◆ **Stated task**
Would you retype each of the records below word for word?

START Available data

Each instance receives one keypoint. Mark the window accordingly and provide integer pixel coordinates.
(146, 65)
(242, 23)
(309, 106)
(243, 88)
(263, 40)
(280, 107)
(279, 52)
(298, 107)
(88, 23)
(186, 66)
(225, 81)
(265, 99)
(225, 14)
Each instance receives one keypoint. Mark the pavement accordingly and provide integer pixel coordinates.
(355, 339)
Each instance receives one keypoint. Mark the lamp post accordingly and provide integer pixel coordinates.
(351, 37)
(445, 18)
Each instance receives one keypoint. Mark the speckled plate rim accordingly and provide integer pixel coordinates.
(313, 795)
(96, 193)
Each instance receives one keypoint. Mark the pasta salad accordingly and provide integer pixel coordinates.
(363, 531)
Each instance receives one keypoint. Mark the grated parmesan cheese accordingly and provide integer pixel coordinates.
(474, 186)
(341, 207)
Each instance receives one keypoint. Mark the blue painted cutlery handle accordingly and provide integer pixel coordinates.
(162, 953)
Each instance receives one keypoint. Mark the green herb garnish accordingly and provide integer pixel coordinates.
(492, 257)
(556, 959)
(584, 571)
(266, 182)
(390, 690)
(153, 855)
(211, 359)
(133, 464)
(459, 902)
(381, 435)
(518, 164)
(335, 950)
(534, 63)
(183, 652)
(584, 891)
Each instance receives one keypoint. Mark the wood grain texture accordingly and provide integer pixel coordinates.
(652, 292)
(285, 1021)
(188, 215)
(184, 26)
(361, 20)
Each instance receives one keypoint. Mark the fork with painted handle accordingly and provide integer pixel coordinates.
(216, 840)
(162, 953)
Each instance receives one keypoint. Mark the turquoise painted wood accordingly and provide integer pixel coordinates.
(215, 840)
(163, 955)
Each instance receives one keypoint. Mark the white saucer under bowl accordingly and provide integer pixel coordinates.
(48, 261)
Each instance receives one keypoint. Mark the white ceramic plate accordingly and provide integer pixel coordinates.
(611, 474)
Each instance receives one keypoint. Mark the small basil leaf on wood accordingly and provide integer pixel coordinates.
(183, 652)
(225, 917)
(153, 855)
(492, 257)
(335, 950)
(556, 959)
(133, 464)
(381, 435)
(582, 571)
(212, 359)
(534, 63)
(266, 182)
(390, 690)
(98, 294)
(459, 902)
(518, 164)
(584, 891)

END Available data

◆ **Reply**
Each instance receives one keypoint. Mark the window accordingly and provide integer pixel coordinates.
(146, 65)
(242, 23)
(309, 106)
(243, 88)
(263, 40)
(280, 107)
(279, 52)
(298, 107)
(88, 23)
(186, 66)
(225, 81)
(265, 99)
(225, 14)
Each instance receives one keypoint. Mark the pavement accordingly and provide integer pixel coordinates.
(355, 339)
Each instance receives one keypoint. Mark the lamp post accordingly and provide integer pixel coordinates.
(351, 37)
(445, 18)
Each instance receives one keypoint. Mark the speckled plate rim accordingly and provide integer pixel coordinates.
(313, 795)
(96, 193)
Each instance receives one keypoint. Mark the pasta salad accordingly and provide integer pixel coordinates.
(363, 531)
Each instance receives one keypoint. Mark the grated parmesan cheese accordingly and provide integer pixel coordinates.
(474, 186)
(341, 207)
Each instance receives one keypoint. Mark the blue painted cutlery handle accordingly and provide integer pixel coordinates.
(162, 953)
Each instance receives one keypoint. Mark the green herb garnish accordingly and provide integer pixel coordinates.
(492, 257)
(556, 959)
(584, 571)
(266, 182)
(390, 690)
(153, 855)
(211, 359)
(133, 464)
(459, 902)
(381, 435)
(518, 164)
(335, 950)
(534, 63)
(183, 652)
(584, 891)
Each instance receives one keypoint. Mark the wood grain texture accordingly and provide integer pixel coordinates.
(652, 292)
(285, 1021)
(188, 215)
(184, 26)
(361, 20)
Each instance receives one keypoint. Mark the fork with painted handle accordingly and provide integer pixel coordinates.
(216, 840)
(162, 953)
Each instance receives one keypoint. Mark the turquoise painted wood accordingly and provide integer pixel coordinates.
(215, 840)
(163, 955)
Each instance receives one keypoint. Mark the white saucer under bowl accordingly and provide integer pixel coordinates.
(48, 261)
Each instance receives one keypoint. Mark the white ceramic plate accordingly and provide integer pixel coordinates.
(611, 474)
Each instance receives one keypoint. Mark the small basil leaf on wood accordingly and provide integer pixel coordinates.
(183, 652)
(225, 917)
(153, 855)
(492, 257)
(335, 950)
(556, 959)
(133, 464)
(381, 435)
(582, 571)
(212, 359)
(534, 63)
(266, 182)
(390, 690)
(98, 294)
(459, 902)
(518, 164)
(584, 891)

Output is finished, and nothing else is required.